§ **Reading text**
━━━━━━━━━━━━━━━━━━━━

Thursday, April 09, 2015

Hughes 369D, N555JC, Haverfield International Inc: Accident occurred April 06, 2015 in Cherokee, Alabama

NTSB Identification: ERA15FA178
14 CFR Part 91: General Aviation
Accident occurred Monday, April 06, 2015 in Cherokee, AL
Aircraft: HUGHES 369D, registration: N555JC
Injuries: 1 Fatal.

This is preliminary information, subject to change, and may contain errors. Any errors in this report will be corrected when the final report has been completed. NTSB investigators either traveled in support of this investigation or conducted a significant amount of investigative work without any travel, and used data obtained from various sources to prepare this aircraft accident report.

On April 6, 2015, about 1300 central daylight time, a Hughes 369D, N555JC, was substantially damaged when it impacted the Tennessee River adjacent the Natchez Trace Bridge, near Cherokee, Alabama. The commercial pilot was fatally injured. Low ceilings and fog prevailed. A company flight plan was filed for the flight, which originated at Roscoe Turner Airport (CRX), Corinth, Mississippi, destined for Scottsboro Municipal Airport-Word Field (4A6), Scottsboro, Alabama. The positioning flight was conducted under the provisions of 14 Code of Federal Regulations Part 91.

According to a witness, a former private pilot, he heard the helicopter land in a National Park Service field contiguous to his property, about 3,900 feet from the 1-mile-long, north-south Natchez Trace Parkway Bridge. He couldn't see the bridge at the time due to fog and light mist.

The helicopter remained on the ground for about 45 seconds, still powered with rotors turning; then power increased and it took off smoothly, clearing trees by about 30 feet. The helicopter subsequently headed toward the bridge, and after about 10 to 15 seconds, the witness lost sight of it in the fog. As the helicopter flew, the witness heard no anomalies, and the engine sounded "healthy." He subsequently heard the helicopter hit the water with no change in sound until impact.

According to another witness, he was fishing under the south end of the bridge when the accident occurred. The weather was foggy with low visibility and rain.

The witness heard the helicopter for about 10 to 15 minutes before seeing it coming toward him, paralleling the west side of the bridge. When he first saw the helicopter through the fog, it was level with the top of the bridge. It began a gradual descent, then about 10 seconds before water impact, dropped (nose-dived) to about 25 feet above the water. It subsequently descended at a 10- to 15-degree angle, and impacted the water near the center of the river, about 50 to 100 feet east of a green buoy (about 100 yards west of the bridge.)

There was no change in sound before the helicopter hit the water, with the same "whining" noise until impact. At impact, the witness saw the helicopter's tail "kick over" the top of the main rotor blades and snap off. The helicopter did not hit the bridge.

━━━━━━━━━━━━━━━━━━━━

§ **Required actions**
a. In the accident report, which airport did the helicopter's flight originate from?
b. Write the next part of the accident report, picking up after its final sentence.

§ **Given information**
━━━━━━━━━━━━━━━━━━━━

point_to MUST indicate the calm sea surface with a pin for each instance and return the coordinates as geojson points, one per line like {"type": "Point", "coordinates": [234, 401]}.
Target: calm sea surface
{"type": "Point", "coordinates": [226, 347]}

━━━━━━━━━━━━━━━━━━━━

§ **Answers provided**
a. Roscoe Turner Airport (CRX), Corinth, Mississippi.

b.
The helicopter was recovered from the river on April 9, 2015. It was missing the aft part of the tail boom, including the tail rotor and gear box, from about 33 inches (fuselage station 230) aft of the tail boom mount, and only remnants of one main rotor blade were subsequently recovered; the other blades remained missing. The left skid was also missing.

Damage began at the helicopter's front, lower left side, and extended upwards. There was no hydraulic crushing (water impact damage) to the bottom of the fuselage.

Control continuity was confirmed from the cockpit to the rotor head, both vertically through the collective, and laterally and longitudinally through the cyclic. Yaw control through the rudder pedals was confirmed from the cockpit to the remnants of the "long tail rotor control rod" in the severed tail boom.

Rotor system drive continuity was confirmed from the engine to the transmission, the transmission to the rotor hub, and from the transmission aft to where the tail rotor drive shaft was severed along with the tail boom.

Three of the five rotor blades were separated just outboard of the doubler at the main rotor root fitting, and two blades were separated through the strap assemblies and blade pitch housings, consistent with full power on the rotor system at water impact. Extensive damage was also found on the hub upper shoe in the vicinity of all five pitch change housings, consistent with a medium-to-high collective setting at the time of impact.

COLBERT COUNTY, Ala. (WHNT) – A recovery barge on the scene at Colbert Ferry Park and teams has pulled the wreckage of the helicopter from the Tennessee River. Crews got most of the aircraft above the water shortly after 12 p.m. Thursday.

The search continues for the pilot, who has not been publicly identified. 

Searchers have been using cadaver dogs and specially equipped helicopters in their efforts.

Meanwhile, the National Transportation Safety Board is focusing on the wreckage of the aircraft, which was 27 feet below the surface of the Tennessee River.

The helicopter went down Monday just near the park, at Natchez Trace Parkway.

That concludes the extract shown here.